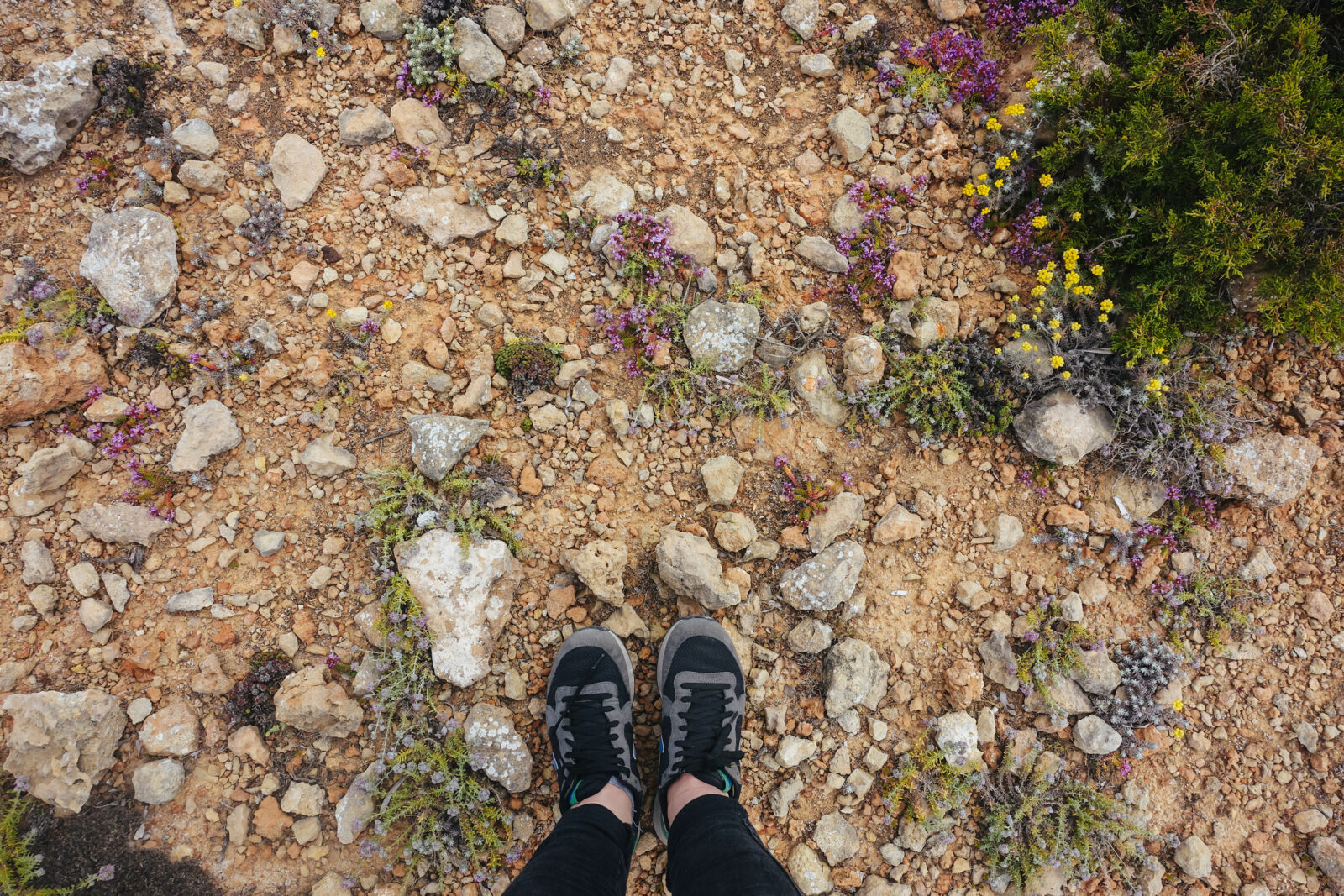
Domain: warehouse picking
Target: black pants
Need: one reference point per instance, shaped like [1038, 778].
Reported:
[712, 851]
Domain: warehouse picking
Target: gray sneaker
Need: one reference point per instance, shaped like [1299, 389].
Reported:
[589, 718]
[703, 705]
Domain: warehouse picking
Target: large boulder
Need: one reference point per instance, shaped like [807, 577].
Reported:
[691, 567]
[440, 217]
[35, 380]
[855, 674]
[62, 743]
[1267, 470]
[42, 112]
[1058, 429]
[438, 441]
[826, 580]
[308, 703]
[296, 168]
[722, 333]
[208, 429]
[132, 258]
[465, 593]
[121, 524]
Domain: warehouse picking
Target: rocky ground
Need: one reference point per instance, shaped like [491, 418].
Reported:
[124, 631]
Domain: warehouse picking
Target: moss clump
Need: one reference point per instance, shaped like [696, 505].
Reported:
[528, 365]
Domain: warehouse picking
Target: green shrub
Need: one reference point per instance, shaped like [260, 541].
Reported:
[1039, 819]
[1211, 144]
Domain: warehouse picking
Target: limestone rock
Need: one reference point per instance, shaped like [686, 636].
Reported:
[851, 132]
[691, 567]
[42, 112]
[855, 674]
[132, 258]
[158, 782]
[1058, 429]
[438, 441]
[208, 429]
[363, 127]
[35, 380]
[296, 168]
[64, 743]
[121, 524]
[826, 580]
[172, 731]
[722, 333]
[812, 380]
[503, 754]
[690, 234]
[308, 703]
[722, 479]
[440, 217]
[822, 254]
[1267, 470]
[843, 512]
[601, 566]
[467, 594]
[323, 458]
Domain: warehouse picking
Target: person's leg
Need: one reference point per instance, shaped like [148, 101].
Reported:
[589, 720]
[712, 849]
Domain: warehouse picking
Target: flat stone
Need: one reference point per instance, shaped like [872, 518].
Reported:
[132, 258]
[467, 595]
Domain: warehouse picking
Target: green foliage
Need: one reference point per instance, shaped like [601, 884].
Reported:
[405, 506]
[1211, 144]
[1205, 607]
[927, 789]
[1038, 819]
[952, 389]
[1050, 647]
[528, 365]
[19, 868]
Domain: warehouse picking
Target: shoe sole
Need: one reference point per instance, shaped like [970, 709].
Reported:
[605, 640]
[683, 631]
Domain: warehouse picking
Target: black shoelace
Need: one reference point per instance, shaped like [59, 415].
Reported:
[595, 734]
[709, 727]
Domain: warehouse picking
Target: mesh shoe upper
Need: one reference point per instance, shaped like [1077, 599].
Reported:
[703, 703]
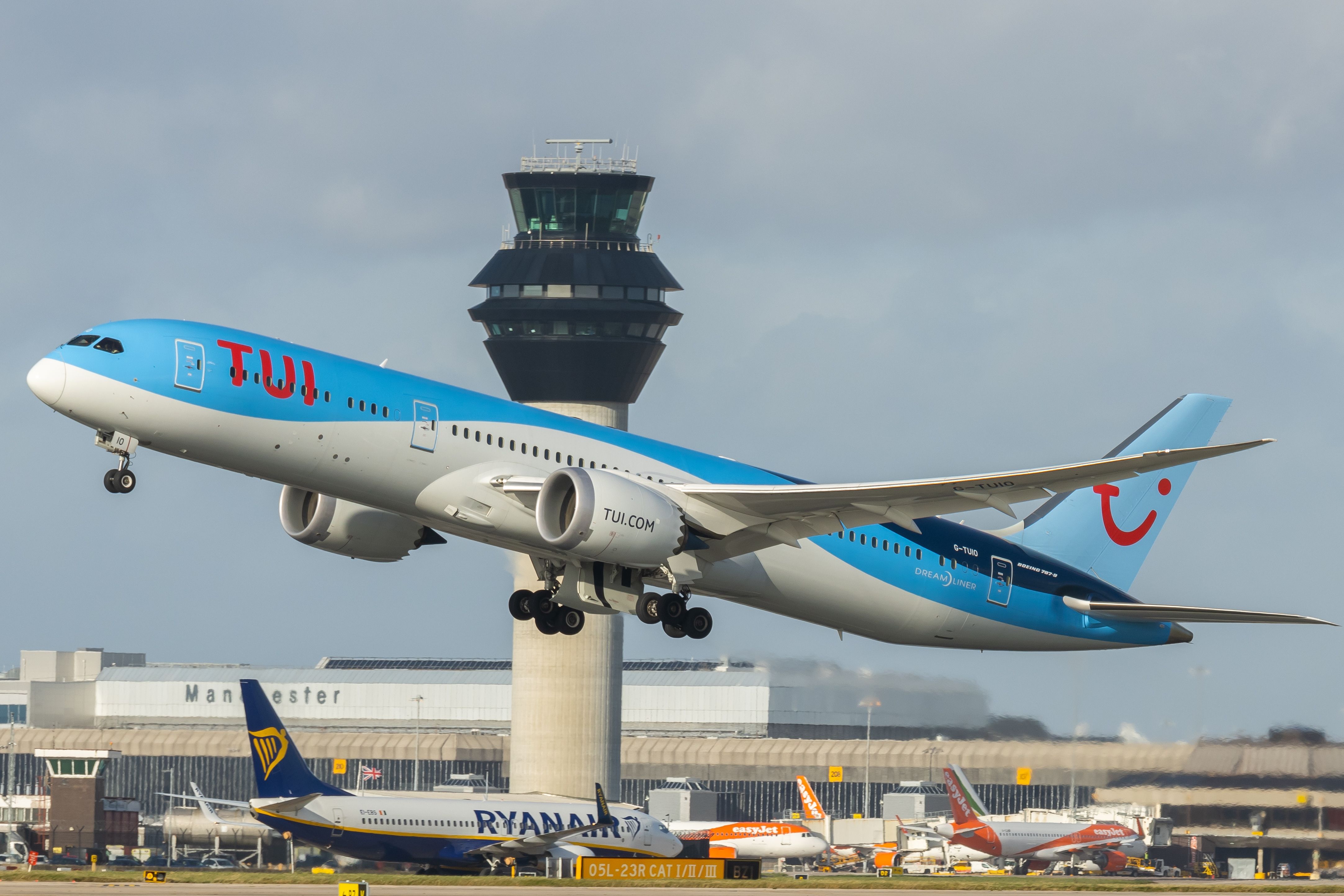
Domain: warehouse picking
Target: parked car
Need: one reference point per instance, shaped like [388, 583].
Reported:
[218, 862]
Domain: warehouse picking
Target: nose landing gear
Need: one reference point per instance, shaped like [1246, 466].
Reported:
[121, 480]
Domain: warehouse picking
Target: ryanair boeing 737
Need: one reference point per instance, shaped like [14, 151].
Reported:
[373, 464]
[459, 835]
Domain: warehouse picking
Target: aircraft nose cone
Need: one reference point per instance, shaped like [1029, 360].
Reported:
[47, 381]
...
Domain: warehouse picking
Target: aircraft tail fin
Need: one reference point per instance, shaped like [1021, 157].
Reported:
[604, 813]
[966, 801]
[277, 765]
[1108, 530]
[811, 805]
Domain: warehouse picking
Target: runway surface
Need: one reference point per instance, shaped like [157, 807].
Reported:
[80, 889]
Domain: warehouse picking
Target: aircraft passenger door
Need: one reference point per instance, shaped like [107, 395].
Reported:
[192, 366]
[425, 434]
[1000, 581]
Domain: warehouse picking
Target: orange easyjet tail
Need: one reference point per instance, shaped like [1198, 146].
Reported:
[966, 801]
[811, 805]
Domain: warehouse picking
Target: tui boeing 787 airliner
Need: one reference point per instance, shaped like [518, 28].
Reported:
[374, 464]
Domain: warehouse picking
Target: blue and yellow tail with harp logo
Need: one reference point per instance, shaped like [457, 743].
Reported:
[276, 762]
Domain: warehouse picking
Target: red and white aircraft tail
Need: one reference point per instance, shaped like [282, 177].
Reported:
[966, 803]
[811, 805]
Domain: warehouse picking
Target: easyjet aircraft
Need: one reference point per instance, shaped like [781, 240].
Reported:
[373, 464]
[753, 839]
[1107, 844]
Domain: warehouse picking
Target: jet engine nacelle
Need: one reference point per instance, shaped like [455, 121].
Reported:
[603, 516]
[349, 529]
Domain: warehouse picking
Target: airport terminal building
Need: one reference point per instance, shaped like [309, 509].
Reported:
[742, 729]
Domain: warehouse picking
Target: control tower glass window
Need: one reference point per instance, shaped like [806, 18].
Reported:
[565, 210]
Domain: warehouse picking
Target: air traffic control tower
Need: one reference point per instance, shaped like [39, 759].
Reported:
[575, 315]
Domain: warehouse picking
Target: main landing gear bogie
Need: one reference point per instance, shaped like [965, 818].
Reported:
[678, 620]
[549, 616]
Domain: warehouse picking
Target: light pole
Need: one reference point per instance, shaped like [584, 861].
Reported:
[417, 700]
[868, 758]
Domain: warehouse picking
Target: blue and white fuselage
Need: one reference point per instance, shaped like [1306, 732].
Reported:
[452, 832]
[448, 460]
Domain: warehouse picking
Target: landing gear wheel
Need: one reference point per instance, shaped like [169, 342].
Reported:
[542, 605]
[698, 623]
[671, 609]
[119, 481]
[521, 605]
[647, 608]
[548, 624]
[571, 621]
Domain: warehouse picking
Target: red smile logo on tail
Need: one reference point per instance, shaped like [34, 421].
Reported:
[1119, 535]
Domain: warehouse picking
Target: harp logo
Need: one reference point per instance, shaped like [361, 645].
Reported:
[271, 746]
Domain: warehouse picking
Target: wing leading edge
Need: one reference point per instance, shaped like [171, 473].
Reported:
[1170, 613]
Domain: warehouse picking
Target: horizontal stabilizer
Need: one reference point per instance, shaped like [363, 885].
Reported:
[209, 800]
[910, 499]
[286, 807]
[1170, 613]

** PROBLEM DESCRIPTION **
Select every line in the items above that contains the word "boeing", matching case exactly.

** WRITTEN RESPONSE **
Target: ryanair boeing 737
Target: tui boeing 787 airliner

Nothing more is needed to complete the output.